EXERCISE REQUIREMENTS - Rewrite the material below, replacing every "Annotate" with "Mark" and leaving everything else unchanged.

RECORDS PROVIDED -
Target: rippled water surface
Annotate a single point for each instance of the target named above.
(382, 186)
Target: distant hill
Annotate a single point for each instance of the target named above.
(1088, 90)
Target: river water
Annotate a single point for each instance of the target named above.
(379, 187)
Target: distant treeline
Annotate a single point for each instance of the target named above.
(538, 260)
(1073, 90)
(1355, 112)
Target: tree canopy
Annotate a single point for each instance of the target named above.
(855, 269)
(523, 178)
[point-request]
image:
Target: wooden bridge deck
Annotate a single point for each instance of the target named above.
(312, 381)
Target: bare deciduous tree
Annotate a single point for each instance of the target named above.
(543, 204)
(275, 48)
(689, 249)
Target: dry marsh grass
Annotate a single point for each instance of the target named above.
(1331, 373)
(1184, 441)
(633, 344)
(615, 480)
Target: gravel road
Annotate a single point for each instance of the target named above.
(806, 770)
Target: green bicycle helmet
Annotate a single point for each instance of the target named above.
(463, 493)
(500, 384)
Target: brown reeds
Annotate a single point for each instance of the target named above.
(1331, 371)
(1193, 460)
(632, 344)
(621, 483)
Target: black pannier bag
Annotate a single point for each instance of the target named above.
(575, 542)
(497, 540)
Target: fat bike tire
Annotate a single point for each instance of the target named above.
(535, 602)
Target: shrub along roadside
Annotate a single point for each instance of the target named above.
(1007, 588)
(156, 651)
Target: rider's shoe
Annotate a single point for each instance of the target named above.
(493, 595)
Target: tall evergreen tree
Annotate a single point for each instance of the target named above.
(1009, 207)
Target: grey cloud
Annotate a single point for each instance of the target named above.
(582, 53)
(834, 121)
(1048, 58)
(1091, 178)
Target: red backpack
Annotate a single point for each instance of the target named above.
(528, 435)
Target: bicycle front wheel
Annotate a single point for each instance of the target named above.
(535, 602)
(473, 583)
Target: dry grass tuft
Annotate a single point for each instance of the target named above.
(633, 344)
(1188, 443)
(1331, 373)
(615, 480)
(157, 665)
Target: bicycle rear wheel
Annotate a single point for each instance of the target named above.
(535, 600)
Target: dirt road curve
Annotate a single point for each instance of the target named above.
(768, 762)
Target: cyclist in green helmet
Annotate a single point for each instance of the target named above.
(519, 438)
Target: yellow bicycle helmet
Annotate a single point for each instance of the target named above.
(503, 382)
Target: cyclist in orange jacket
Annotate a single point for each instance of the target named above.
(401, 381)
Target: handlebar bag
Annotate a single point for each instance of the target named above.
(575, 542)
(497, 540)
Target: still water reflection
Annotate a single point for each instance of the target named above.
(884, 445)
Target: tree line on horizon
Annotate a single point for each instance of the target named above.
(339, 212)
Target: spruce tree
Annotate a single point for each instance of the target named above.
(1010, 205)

IN RESPONSE -
Target: rippled water surface
Mark a single point for each instance of the target named above.
(382, 186)
Target: distant hill
Mark a single point for each instance of the target named above.
(1088, 90)
Target: river water
Mark a single point for each instance of the target named above.
(379, 187)
Target: distant treeline
Mark a single point for each instance of the target named above.
(538, 260)
(1073, 90)
(1355, 112)
Target: tree canopy
Mark a single point for each instance of the target named above.
(855, 269)
(523, 178)
[point-request]
image:
Target: wooden bridge deck
Mark a single point for each instance of the target named above.
(312, 381)
Target: bare deciduous tree
Mark a single point for each instance of the target named above.
(543, 204)
(275, 48)
(689, 249)
Target: dry marsh grass
Mark a single point for each instance of the target named above.
(1331, 373)
(1184, 441)
(633, 344)
(615, 480)
Target: gravel road
Mark a single point for each instance of the target named above.
(806, 770)
Target: green bicycle helmet
Mark a single point for each instance of the target named above.
(463, 493)
(500, 384)
Target: brown reeds
Mark a single point for each instance of the target named above.
(1331, 371)
(1193, 460)
(632, 344)
(621, 483)
Target: black pannier bag
Mark a single point for each instance of the target named above.
(575, 542)
(497, 540)
Target: fat bike tire
Mark a single point for each instance of the target named above.
(535, 602)
Target: shrub along roadside
Mark a single point for each instance of the target named above.
(1007, 588)
(156, 651)
Target: rider's shoe
Mark a single point for each instance of the target named above.
(493, 595)
Target: tall evergreen tree
Mark a single point for each instance of the target named above.
(1009, 207)
Target: grey cloud
Mark a single point for each instance of the target named above.
(582, 53)
(834, 121)
(1048, 58)
(1091, 178)
Target: red backpack
Mark a single point for each instance of the target named above.
(528, 435)
Target: bicycle front wheel
Mark a single point for each instance of the target named above.
(535, 602)
(473, 583)
Target: dry grass tuft
Mark a single point for each instance of the target named above.
(633, 344)
(1188, 443)
(1331, 373)
(615, 480)
(157, 665)
Target: bicycle rear wheel
Mark a single point for each instance of the target named above.
(535, 600)
Target: dirt road curve
Mark a single point for each instance of the target named above.
(768, 762)
Target: cyclist in green helmet
Mark a single point for each instance of the target named above.
(519, 438)
Target: yellow bicycle helmet
Mark a single point for each instance of the target named above.
(503, 382)
Target: cyclist in orange jacket
Mark a single point for each instance of the target named above.
(401, 381)
Target: handlebar bag
Mark a single point for each instance of the target named above.
(575, 542)
(497, 540)
Target: still water reflection
Mark a single point for each instance of the target named above.
(884, 445)
Target: tree line on horizon
Mark a single point for each instance of the target named above.
(339, 212)
Target: spruce tree
Mark a single point for each instance of the target named above.
(1010, 205)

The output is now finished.